(Job)
Please rewrite the part of the listing below that opens with the line containing "the white license" and closes with the line containing "x=127, y=48" as a numbered list, with both of those lines included and blank lines left out.

(Material for this task)
- - -
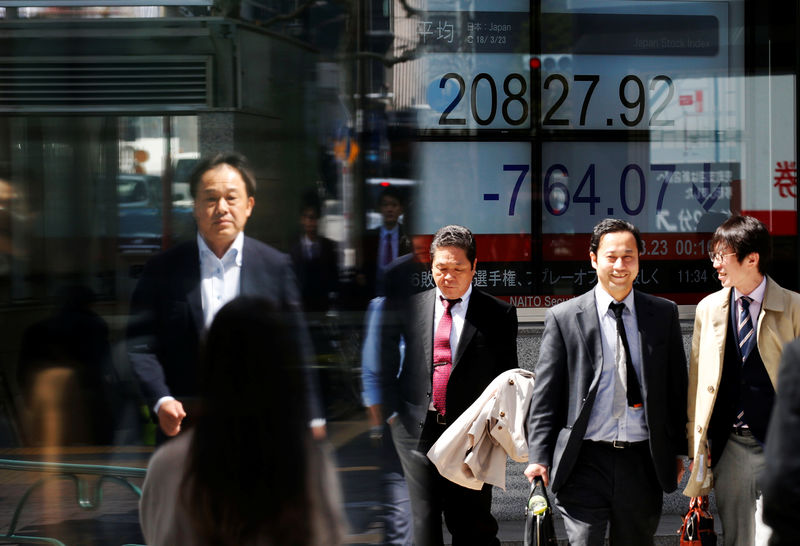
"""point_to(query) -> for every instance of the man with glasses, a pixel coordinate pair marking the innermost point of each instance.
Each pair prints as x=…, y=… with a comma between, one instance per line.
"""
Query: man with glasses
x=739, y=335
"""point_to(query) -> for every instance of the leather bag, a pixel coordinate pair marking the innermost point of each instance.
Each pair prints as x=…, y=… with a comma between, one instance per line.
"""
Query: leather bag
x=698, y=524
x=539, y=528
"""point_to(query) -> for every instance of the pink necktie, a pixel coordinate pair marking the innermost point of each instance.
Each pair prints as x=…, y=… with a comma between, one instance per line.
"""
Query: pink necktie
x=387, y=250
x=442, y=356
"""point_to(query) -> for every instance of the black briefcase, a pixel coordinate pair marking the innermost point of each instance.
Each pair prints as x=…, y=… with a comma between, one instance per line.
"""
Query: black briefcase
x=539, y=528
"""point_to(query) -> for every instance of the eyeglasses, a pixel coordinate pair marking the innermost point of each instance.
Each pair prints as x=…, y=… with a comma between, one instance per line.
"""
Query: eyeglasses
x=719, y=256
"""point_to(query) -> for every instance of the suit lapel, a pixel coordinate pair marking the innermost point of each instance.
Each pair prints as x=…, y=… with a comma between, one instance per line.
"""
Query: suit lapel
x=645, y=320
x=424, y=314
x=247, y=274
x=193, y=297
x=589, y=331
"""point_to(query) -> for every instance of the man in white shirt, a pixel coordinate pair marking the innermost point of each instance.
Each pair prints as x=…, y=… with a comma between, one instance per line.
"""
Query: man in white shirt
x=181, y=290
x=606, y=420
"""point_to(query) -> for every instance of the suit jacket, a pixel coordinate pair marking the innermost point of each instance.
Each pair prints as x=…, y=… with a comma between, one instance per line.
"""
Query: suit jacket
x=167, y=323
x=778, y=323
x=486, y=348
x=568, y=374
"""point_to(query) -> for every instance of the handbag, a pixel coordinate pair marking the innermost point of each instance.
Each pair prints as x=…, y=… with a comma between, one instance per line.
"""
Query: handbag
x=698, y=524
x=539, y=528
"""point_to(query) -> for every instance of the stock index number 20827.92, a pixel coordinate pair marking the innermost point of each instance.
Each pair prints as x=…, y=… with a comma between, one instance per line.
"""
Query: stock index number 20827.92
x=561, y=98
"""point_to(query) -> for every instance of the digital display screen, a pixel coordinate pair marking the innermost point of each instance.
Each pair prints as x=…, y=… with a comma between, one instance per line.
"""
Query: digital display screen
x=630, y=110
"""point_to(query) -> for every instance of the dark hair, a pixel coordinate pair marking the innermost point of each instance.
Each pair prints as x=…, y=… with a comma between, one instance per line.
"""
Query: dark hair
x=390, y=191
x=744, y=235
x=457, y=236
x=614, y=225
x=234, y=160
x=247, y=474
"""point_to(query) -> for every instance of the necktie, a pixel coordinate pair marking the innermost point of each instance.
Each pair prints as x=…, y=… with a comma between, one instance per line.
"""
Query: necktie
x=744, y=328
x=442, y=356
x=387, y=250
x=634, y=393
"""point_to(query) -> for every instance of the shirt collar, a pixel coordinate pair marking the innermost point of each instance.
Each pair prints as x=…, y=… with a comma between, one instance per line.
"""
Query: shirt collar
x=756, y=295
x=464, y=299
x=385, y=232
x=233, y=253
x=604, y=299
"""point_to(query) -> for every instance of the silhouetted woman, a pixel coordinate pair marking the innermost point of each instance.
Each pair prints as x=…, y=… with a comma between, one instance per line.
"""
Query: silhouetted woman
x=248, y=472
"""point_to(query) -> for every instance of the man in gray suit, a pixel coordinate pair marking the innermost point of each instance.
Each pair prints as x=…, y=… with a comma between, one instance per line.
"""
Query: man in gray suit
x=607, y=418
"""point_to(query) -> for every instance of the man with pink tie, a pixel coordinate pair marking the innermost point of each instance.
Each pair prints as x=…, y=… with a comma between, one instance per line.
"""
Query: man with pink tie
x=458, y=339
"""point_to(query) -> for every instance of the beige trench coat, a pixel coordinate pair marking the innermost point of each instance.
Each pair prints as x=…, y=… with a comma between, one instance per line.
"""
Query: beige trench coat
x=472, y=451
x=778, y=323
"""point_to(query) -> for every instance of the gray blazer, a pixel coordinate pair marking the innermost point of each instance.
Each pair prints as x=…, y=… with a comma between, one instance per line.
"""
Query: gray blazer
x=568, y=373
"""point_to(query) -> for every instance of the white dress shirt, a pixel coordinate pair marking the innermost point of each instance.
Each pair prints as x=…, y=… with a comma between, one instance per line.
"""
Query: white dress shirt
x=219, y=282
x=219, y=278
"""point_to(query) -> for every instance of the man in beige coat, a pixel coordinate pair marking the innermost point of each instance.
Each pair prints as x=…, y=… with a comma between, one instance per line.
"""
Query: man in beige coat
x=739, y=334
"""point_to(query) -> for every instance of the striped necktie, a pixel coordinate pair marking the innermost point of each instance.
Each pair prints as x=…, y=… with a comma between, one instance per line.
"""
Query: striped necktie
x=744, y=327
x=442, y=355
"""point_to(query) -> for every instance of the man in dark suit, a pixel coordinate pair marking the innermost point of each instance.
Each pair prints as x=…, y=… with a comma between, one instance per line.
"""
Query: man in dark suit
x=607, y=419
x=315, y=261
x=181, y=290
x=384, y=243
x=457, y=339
- - -
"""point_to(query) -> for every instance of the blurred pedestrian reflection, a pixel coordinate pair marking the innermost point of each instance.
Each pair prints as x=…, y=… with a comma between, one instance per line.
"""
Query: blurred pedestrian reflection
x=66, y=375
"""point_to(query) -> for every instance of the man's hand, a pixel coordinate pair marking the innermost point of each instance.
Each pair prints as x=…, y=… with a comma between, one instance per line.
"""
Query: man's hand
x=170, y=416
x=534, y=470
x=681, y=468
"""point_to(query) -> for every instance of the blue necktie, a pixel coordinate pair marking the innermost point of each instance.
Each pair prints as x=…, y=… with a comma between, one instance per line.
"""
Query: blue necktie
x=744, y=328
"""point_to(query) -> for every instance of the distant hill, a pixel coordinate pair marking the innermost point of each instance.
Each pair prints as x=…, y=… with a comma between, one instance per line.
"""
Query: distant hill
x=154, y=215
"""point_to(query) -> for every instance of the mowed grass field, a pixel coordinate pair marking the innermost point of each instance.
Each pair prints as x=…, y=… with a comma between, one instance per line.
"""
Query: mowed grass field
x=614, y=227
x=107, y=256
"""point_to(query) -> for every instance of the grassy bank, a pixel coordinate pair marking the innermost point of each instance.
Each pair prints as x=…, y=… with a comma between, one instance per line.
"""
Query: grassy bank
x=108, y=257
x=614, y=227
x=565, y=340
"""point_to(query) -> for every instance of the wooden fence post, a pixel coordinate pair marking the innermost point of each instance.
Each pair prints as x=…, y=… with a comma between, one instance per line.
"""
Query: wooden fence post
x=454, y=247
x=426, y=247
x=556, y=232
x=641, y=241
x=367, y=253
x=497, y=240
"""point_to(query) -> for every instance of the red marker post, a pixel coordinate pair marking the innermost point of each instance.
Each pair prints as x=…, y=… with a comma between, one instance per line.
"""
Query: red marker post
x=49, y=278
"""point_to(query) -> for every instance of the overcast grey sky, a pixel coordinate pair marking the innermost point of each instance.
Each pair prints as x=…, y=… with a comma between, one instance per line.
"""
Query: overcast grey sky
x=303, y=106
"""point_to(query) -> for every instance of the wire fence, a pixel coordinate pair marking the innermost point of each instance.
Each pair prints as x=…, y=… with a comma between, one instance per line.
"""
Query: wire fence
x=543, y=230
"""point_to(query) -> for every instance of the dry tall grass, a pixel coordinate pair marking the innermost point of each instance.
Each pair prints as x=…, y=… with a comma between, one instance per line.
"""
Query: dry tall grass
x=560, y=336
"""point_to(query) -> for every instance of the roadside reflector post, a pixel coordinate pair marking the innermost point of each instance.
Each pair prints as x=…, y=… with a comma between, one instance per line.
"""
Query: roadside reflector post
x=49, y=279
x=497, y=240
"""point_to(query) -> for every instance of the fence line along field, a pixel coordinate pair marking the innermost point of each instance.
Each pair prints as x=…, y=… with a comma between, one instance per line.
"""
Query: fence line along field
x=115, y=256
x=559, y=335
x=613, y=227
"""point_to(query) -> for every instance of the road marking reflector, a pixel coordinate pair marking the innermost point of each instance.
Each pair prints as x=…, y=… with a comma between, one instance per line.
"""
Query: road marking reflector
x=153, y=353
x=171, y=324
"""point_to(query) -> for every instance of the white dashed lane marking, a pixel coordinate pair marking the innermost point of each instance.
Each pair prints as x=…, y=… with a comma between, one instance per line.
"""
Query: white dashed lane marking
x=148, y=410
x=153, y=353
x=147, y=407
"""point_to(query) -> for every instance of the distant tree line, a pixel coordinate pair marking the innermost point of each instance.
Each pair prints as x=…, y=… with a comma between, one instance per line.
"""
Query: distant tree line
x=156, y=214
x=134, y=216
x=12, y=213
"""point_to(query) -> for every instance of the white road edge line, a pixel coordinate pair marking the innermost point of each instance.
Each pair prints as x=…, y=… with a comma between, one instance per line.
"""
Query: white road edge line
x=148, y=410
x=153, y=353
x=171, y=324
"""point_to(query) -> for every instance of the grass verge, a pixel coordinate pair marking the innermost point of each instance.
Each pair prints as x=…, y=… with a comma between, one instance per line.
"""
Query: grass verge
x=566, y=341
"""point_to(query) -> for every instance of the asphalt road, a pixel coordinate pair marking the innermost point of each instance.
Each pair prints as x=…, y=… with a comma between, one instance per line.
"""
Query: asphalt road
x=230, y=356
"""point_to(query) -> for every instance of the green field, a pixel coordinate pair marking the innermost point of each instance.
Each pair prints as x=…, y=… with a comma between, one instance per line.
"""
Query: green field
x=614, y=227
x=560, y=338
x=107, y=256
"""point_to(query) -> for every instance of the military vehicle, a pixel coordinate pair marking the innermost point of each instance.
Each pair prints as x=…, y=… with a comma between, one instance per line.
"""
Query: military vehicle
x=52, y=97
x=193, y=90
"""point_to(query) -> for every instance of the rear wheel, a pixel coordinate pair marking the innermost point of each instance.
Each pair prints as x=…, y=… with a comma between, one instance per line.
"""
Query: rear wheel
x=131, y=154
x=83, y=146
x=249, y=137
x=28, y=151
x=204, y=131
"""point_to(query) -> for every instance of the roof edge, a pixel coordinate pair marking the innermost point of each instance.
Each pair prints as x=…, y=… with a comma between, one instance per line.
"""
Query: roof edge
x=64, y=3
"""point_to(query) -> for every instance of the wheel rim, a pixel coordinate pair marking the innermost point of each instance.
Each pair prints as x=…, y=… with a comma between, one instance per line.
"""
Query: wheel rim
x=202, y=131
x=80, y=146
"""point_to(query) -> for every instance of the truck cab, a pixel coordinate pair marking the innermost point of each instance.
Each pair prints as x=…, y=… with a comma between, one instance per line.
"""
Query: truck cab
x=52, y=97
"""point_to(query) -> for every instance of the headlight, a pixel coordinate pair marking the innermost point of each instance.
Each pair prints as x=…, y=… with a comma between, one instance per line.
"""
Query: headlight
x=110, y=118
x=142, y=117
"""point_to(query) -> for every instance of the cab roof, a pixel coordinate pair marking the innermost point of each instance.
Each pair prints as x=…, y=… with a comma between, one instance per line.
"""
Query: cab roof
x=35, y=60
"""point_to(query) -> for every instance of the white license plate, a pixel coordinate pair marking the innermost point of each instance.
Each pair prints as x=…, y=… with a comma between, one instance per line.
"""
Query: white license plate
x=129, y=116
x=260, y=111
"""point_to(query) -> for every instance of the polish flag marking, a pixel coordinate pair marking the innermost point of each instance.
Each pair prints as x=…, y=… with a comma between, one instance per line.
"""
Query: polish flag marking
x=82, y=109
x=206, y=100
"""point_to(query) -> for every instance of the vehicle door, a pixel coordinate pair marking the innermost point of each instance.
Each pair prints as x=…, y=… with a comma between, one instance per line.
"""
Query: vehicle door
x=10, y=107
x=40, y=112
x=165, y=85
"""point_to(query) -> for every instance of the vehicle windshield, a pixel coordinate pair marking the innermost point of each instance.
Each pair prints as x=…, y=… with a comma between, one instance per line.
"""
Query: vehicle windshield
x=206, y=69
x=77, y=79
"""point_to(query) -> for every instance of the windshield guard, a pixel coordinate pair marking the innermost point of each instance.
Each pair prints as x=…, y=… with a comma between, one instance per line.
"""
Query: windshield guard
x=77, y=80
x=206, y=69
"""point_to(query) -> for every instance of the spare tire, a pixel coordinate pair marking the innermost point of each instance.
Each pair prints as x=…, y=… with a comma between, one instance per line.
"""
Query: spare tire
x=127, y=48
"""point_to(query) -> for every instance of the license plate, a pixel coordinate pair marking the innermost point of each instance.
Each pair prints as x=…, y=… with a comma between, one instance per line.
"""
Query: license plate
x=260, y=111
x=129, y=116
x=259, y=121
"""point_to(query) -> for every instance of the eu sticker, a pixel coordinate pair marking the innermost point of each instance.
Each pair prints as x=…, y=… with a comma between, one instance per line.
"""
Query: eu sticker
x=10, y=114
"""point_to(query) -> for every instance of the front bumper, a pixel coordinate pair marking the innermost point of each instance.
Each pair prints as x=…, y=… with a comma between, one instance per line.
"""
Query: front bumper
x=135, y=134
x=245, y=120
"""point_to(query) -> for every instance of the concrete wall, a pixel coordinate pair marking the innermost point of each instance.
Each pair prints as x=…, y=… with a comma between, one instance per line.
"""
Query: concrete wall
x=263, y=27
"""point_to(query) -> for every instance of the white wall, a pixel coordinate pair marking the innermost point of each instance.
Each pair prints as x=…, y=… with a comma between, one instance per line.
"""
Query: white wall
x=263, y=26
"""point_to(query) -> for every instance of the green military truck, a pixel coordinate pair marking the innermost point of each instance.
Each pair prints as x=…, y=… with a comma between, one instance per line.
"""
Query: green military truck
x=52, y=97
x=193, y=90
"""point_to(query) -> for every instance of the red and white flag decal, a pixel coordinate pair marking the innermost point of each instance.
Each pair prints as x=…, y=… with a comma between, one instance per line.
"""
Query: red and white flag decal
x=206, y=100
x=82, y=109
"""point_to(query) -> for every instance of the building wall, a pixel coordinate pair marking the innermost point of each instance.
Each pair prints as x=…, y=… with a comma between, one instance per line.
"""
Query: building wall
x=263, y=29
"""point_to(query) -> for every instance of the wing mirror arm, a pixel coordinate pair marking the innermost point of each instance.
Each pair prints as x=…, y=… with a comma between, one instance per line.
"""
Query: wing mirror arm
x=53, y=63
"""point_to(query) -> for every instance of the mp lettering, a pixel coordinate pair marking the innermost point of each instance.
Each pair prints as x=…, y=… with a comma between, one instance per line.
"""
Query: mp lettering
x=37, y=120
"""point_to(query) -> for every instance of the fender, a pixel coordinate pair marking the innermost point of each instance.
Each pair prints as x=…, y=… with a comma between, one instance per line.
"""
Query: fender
- - -
(Exercise solution)
1. """point_to(query) -> for every instance of the white license plate, a pixel coordinate pair marking the innermost point of each instance.
2. Each pair prints as x=…, y=… with a comma between, one instance per line.
3. """
4. Query: white license plate
5. x=129, y=116
6. x=260, y=111
7. """point_to(query) -> for every instance of the polish flag marking, a pixel coordinate pair marking the innermost point of each instance.
8. Each pair prints as x=…, y=… with a comma between, one instance per line.
9. """
10. Query: polish flag marking
11. x=82, y=109
12. x=206, y=100
13. """point_to(query) -> for every instance of the vehicle door, a pixel coordinate pair marking the innermost point of each instance.
14. Each pair prints as x=…, y=… with a comma between, one instance per line.
15. """
16. Query: vehicle door
17. x=10, y=107
18. x=40, y=112
19. x=165, y=85
20. """point_to(query) -> for every instance of the vehicle windshield, a pixel coordinate pair marking the innermost point of each instance.
21. Each pair prints as x=…, y=… with a comma between, one instance per line.
22. """
23. Query: vehicle windshield
24. x=206, y=69
25. x=77, y=79
26. """point_to(query) -> for every instance of the windshield guard, a pixel coordinate pair marking the innermost point of each instance.
27. Each pair prints as x=…, y=… with a comma between, one instance per line.
28. """
29. Query: windshield guard
30. x=77, y=80
31. x=206, y=69
32. """point_to(query) -> for every instance of the spare tire, a pixel coordinate pair marking the innermost point of each instance.
33. Each pair prints as x=…, y=… with a comma between, one instance per line.
34. """
35. Query: spare tire
36. x=127, y=48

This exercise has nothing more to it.